YOUR GOAL: Return each line of the entries that holds the string "gray".

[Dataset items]
..............................
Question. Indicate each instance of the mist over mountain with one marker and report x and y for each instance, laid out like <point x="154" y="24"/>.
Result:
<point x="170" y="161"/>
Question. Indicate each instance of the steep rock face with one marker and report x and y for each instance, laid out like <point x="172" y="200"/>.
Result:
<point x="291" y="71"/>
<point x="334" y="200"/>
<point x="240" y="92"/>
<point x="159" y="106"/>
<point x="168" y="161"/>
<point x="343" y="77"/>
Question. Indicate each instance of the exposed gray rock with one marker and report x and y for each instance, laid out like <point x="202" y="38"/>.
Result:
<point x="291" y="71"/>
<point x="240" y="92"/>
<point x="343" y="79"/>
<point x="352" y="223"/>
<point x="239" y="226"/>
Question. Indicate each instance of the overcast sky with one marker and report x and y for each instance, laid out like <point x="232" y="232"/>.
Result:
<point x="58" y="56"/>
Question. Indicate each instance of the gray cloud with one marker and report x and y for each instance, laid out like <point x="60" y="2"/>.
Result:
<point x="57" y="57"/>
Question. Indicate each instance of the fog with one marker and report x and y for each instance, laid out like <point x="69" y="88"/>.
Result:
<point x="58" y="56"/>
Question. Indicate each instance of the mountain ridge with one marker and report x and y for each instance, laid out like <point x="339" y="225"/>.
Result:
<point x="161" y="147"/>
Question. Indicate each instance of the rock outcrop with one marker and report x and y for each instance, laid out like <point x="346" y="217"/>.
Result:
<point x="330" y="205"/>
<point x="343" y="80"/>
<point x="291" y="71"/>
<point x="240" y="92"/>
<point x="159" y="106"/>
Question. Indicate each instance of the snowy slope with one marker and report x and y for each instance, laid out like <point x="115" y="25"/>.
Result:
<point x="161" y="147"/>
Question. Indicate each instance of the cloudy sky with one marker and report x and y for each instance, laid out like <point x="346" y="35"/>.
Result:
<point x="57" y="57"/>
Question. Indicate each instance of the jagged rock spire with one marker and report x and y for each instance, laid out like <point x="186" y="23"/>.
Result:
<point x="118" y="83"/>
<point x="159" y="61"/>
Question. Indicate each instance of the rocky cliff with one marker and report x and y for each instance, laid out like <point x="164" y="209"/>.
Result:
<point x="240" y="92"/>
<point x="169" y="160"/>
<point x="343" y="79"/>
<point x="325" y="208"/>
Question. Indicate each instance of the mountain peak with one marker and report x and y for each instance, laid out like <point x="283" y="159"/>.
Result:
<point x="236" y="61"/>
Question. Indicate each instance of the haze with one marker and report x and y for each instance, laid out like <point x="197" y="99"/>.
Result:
..............................
OUTPUT OF THE TASK:
Question. Indicate each instance of the exposed gray rock with one marker and report x and y for each instance, laid out like <point x="202" y="38"/>.
Question. Indicate each instance of the gray cloud with one marker and report x and y for each instance, laid out like <point x="60" y="2"/>.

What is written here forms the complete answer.